• [Set task]: Copy the records below word for word, keeping every line as it appears.

** start Input records **

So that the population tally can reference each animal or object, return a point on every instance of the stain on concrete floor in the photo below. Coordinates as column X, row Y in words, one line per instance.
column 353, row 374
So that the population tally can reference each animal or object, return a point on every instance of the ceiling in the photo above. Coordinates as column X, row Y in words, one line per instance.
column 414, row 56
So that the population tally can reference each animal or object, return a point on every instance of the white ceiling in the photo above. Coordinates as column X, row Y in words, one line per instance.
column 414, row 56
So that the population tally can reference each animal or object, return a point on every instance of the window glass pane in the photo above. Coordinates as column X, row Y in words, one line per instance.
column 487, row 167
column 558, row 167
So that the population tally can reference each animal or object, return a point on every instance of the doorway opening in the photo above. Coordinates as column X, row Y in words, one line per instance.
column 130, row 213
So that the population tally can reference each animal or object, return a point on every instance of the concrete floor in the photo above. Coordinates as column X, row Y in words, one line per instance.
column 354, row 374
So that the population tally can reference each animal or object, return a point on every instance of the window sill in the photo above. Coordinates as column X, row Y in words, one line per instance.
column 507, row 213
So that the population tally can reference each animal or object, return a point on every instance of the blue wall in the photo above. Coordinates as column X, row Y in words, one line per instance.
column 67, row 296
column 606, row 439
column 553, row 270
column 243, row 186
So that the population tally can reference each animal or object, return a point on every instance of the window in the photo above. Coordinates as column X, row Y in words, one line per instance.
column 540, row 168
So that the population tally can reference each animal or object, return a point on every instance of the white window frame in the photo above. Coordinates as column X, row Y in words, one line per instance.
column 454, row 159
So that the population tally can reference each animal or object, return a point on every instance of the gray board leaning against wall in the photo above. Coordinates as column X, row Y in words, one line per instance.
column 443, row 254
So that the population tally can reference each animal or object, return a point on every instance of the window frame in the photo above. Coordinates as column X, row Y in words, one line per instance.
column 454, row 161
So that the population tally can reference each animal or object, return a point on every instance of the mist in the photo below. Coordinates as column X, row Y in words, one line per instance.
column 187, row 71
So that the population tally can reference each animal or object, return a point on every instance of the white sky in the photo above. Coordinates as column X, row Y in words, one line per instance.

** end Input records **

• [In response]:
So that the population tally can reference each animal or object, return a point on every instance of the stain on concrete floor in the photo below. Coordinates as column X, row Y in words, one line per instance.
column 353, row 374
So that the population tally can reference each animal or object, return a point on every instance of the ceiling in the photo above. Coordinates as column X, row Y in words, one line per instance.
column 414, row 56
So that the population tally can reference each animal or object, return a point on every instance of the white ceiling in the photo above. Coordinates as column X, row Y in words, one line per instance.
column 414, row 56
So that the population tally can reference each animal or object, return a point on every instance of the window glass pane in the photo above. Coordinates as column X, row Y in words, one line per instance.
column 487, row 167
column 558, row 167
So that the population tally can reference each animal or object, return a point on every instance of the doorway opening in the photo above. Coordinates as column X, row Y in words, one line per instance.
column 130, row 213
So that the population tally can reference each animal or object, return a point on every instance of the concrete floor in the photo above. Coordinates as column X, row Y in words, one line per instance.
column 354, row 374
So that the population tally can reference each animal or object, return a point on every instance of the window sill in the photo above. Coordinates as column X, row Y in words, one line per instance.
column 507, row 213
So that the population tally can reference each animal or object, return a point on every instance of the blue wall in the photo above. Coordinates as column X, row Y in words, one line per instance.
column 67, row 296
column 606, row 439
column 553, row 270
column 243, row 186
So that the population tally can reference each animal or object, return a point on every instance of the window in the photo above. Coordinates as column X, row Y in words, one line per instance.
column 540, row 168
So that the population tally can reference each animal or object, return a point on every instance of the white window frame in the photo above. Coordinates as column X, row Y in words, one line per instance.
column 454, row 159
So that the population tally can reference each animal or object, return a point on every instance of the gray board leaning against wall in the photo above. Coordinates as column X, row Y in words, one line per instance.
column 443, row 254
So that the population tally can reference each animal or object, return a point on every instance of the window frame in the photo above. Coordinates as column X, row Y in words, one line per instance.
column 454, row 161
So that the population tally can reference each animal or object, return a point on every instance of the mist in the photo below. Coordinates as column X, row Y in words, one line per instance.
column 187, row 71
So that the population tally can reference each animal or object, return a point on every instance of the white sky in the photo above. Coordinates as column X, row Y in words, one line per instance.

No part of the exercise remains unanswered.